• What you have to do: Could you write out the records below exactly as they appear, leaving out any pictures?

• Records:
+--
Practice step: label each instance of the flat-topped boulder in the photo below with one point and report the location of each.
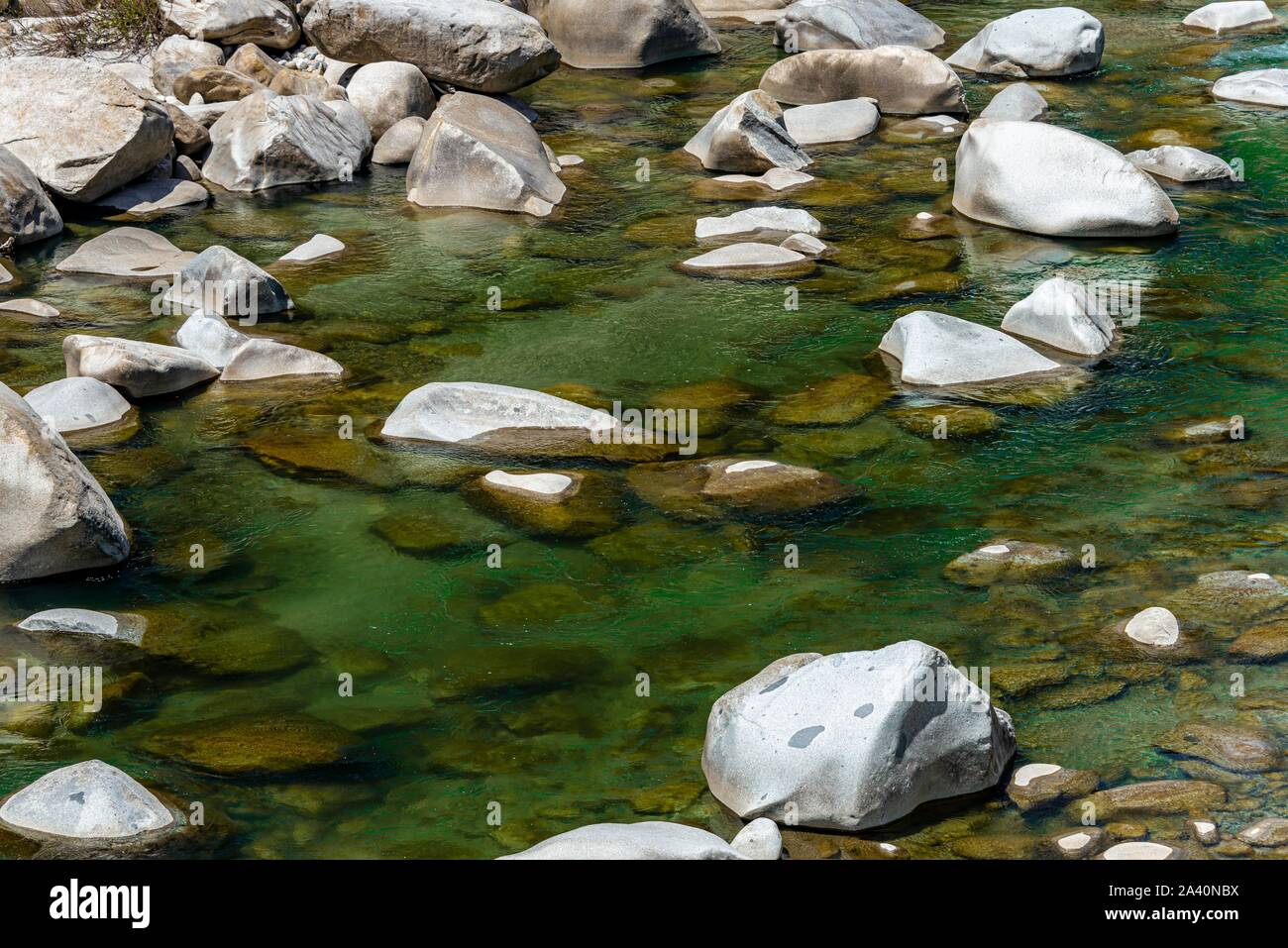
(26, 213)
(81, 129)
(853, 740)
(266, 359)
(478, 46)
(902, 80)
(1061, 313)
(267, 141)
(1256, 88)
(56, 517)
(832, 121)
(1050, 180)
(1054, 42)
(739, 487)
(232, 22)
(478, 153)
(88, 801)
(758, 224)
(656, 840)
(940, 350)
(627, 34)
(77, 404)
(853, 25)
(1019, 102)
(1228, 17)
(140, 369)
(750, 136)
(1180, 162)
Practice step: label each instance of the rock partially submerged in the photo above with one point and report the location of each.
(478, 46)
(1055, 42)
(77, 404)
(656, 840)
(1050, 180)
(478, 153)
(747, 136)
(627, 34)
(903, 80)
(853, 740)
(56, 518)
(940, 350)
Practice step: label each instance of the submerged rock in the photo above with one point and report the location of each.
(629, 34)
(478, 153)
(655, 840)
(1008, 174)
(478, 46)
(1055, 42)
(809, 740)
(56, 518)
(140, 369)
(853, 25)
(939, 350)
(903, 80)
(77, 404)
(748, 136)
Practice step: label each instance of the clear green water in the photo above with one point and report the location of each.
(518, 685)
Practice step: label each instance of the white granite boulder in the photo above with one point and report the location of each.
(1180, 162)
(903, 80)
(1061, 313)
(853, 740)
(77, 404)
(853, 25)
(626, 34)
(81, 129)
(478, 46)
(140, 369)
(267, 141)
(1054, 42)
(1051, 180)
(478, 153)
(56, 517)
(747, 136)
(939, 350)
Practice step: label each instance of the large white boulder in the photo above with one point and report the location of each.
(1063, 314)
(1051, 180)
(1256, 88)
(626, 34)
(55, 517)
(1054, 42)
(853, 740)
(853, 25)
(902, 78)
(469, 411)
(940, 350)
(656, 840)
(82, 130)
(480, 46)
(748, 136)
(267, 141)
(1227, 17)
(76, 404)
(86, 801)
(232, 22)
(1180, 162)
(26, 211)
(140, 369)
(478, 153)
(386, 93)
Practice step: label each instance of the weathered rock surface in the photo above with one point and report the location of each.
(853, 740)
(478, 153)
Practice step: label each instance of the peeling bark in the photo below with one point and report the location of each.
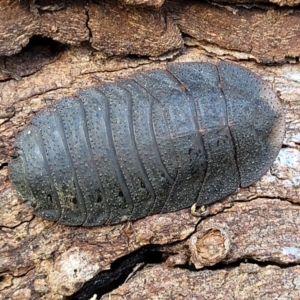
(247, 281)
(42, 260)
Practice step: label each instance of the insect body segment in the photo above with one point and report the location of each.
(154, 143)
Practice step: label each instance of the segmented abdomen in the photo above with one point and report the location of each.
(157, 142)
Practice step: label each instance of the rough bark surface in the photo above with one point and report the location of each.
(42, 260)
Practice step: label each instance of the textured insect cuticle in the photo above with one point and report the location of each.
(152, 143)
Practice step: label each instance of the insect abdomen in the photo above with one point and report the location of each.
(157, 142)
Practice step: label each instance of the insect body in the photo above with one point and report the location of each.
(154, 143)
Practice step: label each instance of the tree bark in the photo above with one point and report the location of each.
(251, 238)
+--
• Answer in full:
Practice step: label each instance of the flat-topped boulder in the photo below with one point and report the location of each.
(26, 213)
(81, 129)
(853, 740)
(266, 359)
(478, 46)
(902, 80)
(1061, 313)
(267, 141)
(1256, 88)
(56, 517)
(832, 121)
(1050, 180)
(1054, 42)
(739, 487)
(232, 22)
(478, 153)
(88, 801)
(758, 224)
(656, 840)
(940, 350)
(627, 34)
(77, 404)
(853, 25)
(1019, 102)
(1228, 17)
(140, 369)
(750, 136)
(1180, 162)
Practice step: label each instance of the rock partially submerged in the photo above with one point and report the location of each.
(478, 46)
(1055, 42)
(77, 404)
(656, 840)
(1050, 180)
(478, 153)
(747, 136)
(627, 34)
(903, 80)
(853, 740)
(56, 518)
(940, 350)
Practice step: label each instance of the submerged rock in the photo above with one point and report the location of each.
(629, 34)
(478, 153)
(655, 840)
(1008, 174)
(478, 46)
(1055, 42)
(809, 740)
(56, 518)
(140, 369)
(853, 25)
(939, 350)
(903, 80)
(77, 404)
(748, 136)
Practice step: label each instance of the clear green water in the photo above with one point and report the location of each.
(518, 685)
Practice step: label each instance of the white granite boulder in the photo above with one point and report the location of each.
(1180, 162)
(903, 80)
(1061, 313)
(853, 740)
(77, 404)
(853, 25)
(626, 34)
(81, 129)
(478, 46)
(140, 369)
(267, 141)
(1054, 42)
(1051, 180)
(478, 153)
(56, 517)
(747, 136)
(939, 350)
Practice step: label each instance of the large white boulder in the photo above with one point and report the location of each.
(1063, 314)
(1051, 180)
(1256, 88)
(626, 34)
(55, 517)
(1054, 42)
(853, 740)
(853, 25)
(902, 78)
(469, 411)
(940, 350)
(656, 840)
(82, 130)
(480, 46)
(748, 136)
(267, 141)
(1227, 17)
(76, 404)
(86, 801)
(232, 22)
(1180, 162)
(26, 211)
(140, 369)
(478, 153)
(386, 93)
Practice step: label each instance of the weathered rock surface in the photo above with one point and report the location of each.
(853, 740)
(478, 153)
Practice step: label each instance of the peeling bark in the photo below with one point and report the location of each.
(247, 281)
(42, 260)
Practice step: label each instance of the insect body segment in the photo above with one point and report the location of each.
(154, 143)
Practice step: label each instance of the segmented abdomen in the photo above with one point and report the location of each.
(157, 142)
Practice step: label each instance of the rough bark surface in the photo above with one point and report the location of each.
(42, 260)
Practice step: label each instance of the textured insect cuticle in the photo above with one point and report the location of each.
(152, 143)
Practice step: label each instance of the insect abdomen in the photo above with one point and report the location of each.
(157, 142)
Practice step: label each instance of the insect body in the photo above with one point and report the location of each.
(154, 143)
Practice step: label each instance of the tree bark in the photo above with one point and report the location of each.
(251, 238)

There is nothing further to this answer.